THE TASK -> Find the line containing "instance of thick". Reproduce it and every line after it up to the end of the records, exactly as written.

INFORMATION GIVEN ->

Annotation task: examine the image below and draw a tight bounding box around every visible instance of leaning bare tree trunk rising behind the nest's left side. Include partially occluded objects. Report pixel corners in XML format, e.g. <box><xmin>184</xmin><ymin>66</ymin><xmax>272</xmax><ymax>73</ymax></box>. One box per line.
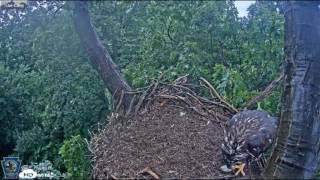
<box><xmin>73</xmin><ymin>1</ymin><xmax>131</xmax><ymax>105</ymax></box>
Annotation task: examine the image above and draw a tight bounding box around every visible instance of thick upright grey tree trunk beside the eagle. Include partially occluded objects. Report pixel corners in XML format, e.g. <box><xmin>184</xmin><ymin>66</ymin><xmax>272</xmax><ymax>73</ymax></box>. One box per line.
<box><xmin>263</xmin><ymin>1</ymin><xmax>320</xmax><ymax>179</ymax></box>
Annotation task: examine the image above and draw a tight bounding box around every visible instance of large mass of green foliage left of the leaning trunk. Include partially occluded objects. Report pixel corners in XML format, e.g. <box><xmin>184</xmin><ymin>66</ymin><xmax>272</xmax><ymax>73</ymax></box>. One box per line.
<box><xmin>0</xmin><ymin>2</ymin><xmax>108</xmax><ymax>171</ymax></box>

RESPONSE AREA ->
Annotation task: examine the image above and draw a tight bounding box around every visible instance of thick upright grey tree trunk beside the eagle. Include partially occluded objects. Report pixel corners in XML format, e.g. <box><xmin>184</xmin><ymin>66</ymin><xmax>272</xmax><ymax>73</ymax></box>. One box per line.
<box><xmin>263</xmin><ymin>1</ymin><xmax>320</xmax><ymax>179</ymax></box>
Annotation task: examine the image above and draw a tight bounding box around every visible instance of large mass of green foliage left of the leaning trunk. Include partially occluded objects. Report pixel corners in XML format, e.g. <box><xmin>184</xmin><ymin>66</ymin><xmax>272</xmax><ymax>73</ymax></box>. One box per line.
<box><xmin>0</xmin><ymin>2</ymin><xmax>108</xmax><ymax>171</ymax></box>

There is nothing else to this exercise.